◆ Data excerpts:
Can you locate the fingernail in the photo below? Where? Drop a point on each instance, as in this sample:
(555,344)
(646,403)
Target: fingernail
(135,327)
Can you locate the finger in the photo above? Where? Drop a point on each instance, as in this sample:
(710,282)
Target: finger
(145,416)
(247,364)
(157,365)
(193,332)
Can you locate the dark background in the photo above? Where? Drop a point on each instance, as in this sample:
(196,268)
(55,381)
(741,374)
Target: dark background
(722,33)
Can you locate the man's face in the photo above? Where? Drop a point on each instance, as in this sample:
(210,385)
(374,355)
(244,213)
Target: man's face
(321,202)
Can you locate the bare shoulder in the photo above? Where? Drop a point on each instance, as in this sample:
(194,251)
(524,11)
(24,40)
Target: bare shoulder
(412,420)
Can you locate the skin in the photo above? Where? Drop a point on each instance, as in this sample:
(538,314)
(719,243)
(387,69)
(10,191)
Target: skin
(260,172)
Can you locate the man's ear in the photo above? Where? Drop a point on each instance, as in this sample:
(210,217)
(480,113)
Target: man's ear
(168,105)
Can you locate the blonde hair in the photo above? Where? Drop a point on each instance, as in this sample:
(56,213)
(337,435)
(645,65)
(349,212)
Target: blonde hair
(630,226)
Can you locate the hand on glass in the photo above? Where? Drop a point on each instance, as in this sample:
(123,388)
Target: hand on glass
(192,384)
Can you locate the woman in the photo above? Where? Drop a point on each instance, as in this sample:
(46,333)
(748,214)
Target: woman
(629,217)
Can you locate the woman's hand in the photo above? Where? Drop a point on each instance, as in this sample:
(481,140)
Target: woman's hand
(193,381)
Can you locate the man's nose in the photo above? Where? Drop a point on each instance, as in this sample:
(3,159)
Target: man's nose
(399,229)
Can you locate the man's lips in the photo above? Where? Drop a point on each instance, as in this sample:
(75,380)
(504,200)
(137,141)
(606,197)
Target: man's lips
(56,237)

◆ Directive:
Can you reproduce the whole listing above again, line for line, with nothing changed?

◆ Completed exercise:
Can you locate the fingernail in the photo below? Where? Drop a point on each instance, as in this sample:
(555,344)
(646,403)
Target: fingernail
(135,327)
Can you locate the finger in the photo above? Where? Drop a point on each instance, as in this sample:
(710,282)
Target: finger
(145,416)
(247,364)
(157,365)
(193,332)
Can you locate the dark background in the photo above? Where? Drop a point on each instance, as in this sample:
(196,268)
(55,381)
(741,374)
Target: dark background
(722,33)
Can you locate the man's face in the photo above? Where? Drop a point on each instance, as in this sample:
(210,385)
(374,355)
(244,213)
Target: man's face
(321,202)
Can you locate the bare shoulder in the photo above? Where? Drop a point on each instance, as in this sample:
(194,251)
(524,11)
(24,40)
Target: bare shoulder
(412,420)
Can you locate the skin in the photo above? Where? Drop a point on each instance, as in this sample:
(538,314)
(719,243)
(387,69)
(10,191)
Target: skin
(260,172)
Can you locate the man's ear in the photo above? Where? Drop a point on each instance, as in this sample:
(210,217)
(480,113)
Target: man's ear
(168,105)
Can you locate the blonde hair in the photo above? Where? Drop a point on each instance, as in this sample:
(56,213)
(337,435)
(645,65)
(349,212)
Target: blonde hair
(630,226)
Can you locate the hand on glass in the photo above? Where? Drop a point on each instance, as in this sample:
(123,388)
Target: hand on glass
(192,384)
Can you locate the woman in the photo above? Where? Drop a point on each instance, as in this sample:
(46,333)
(748,214)
Target: woman
(629,217)
Can you locate the woman's hand in the photo above? Where? Drop a point on each instance, as in this sample:
(481,140)
Target: woman's hand
(193,381)
Can you locate the man's nose in the photo above? Where? Drop a point on each instance, as in this sample:
(3,159)
Target: man's nose
(399,229)
Can you locate the man's lips in the photo above? Where? Drop a point on each instance, as in this sample:
(75,380)
(504,200)
(137,141)
(606,197)
Target: man's lips
(56,237)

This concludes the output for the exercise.